Your task: Reproduce the listing from the line that has "blurred green background" through its last line, requests included, and raise every x and y coordinate in the answers by 104.

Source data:
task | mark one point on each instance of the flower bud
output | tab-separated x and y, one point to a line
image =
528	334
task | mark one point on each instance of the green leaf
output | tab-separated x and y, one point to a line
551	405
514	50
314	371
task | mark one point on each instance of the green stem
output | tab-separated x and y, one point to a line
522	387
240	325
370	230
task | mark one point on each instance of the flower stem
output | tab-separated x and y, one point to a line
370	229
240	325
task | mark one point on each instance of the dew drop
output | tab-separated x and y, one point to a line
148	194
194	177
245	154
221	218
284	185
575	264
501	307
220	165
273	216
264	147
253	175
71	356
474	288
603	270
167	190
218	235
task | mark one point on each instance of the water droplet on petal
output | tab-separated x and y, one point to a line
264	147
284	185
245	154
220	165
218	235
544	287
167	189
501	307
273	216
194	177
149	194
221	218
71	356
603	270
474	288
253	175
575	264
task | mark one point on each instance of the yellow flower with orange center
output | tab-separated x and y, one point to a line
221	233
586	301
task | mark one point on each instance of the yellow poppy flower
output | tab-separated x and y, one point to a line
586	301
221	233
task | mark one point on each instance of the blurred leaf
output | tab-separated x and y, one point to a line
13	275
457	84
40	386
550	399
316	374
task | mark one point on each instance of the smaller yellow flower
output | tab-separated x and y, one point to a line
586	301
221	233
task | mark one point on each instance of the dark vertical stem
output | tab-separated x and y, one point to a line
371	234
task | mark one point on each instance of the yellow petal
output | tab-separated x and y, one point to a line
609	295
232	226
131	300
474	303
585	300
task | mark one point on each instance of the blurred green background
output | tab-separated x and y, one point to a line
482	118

Answer for this exercise:
task | mark one point on each instance of the blurred green background
output | tab-separated x and y, one point to a line
586	222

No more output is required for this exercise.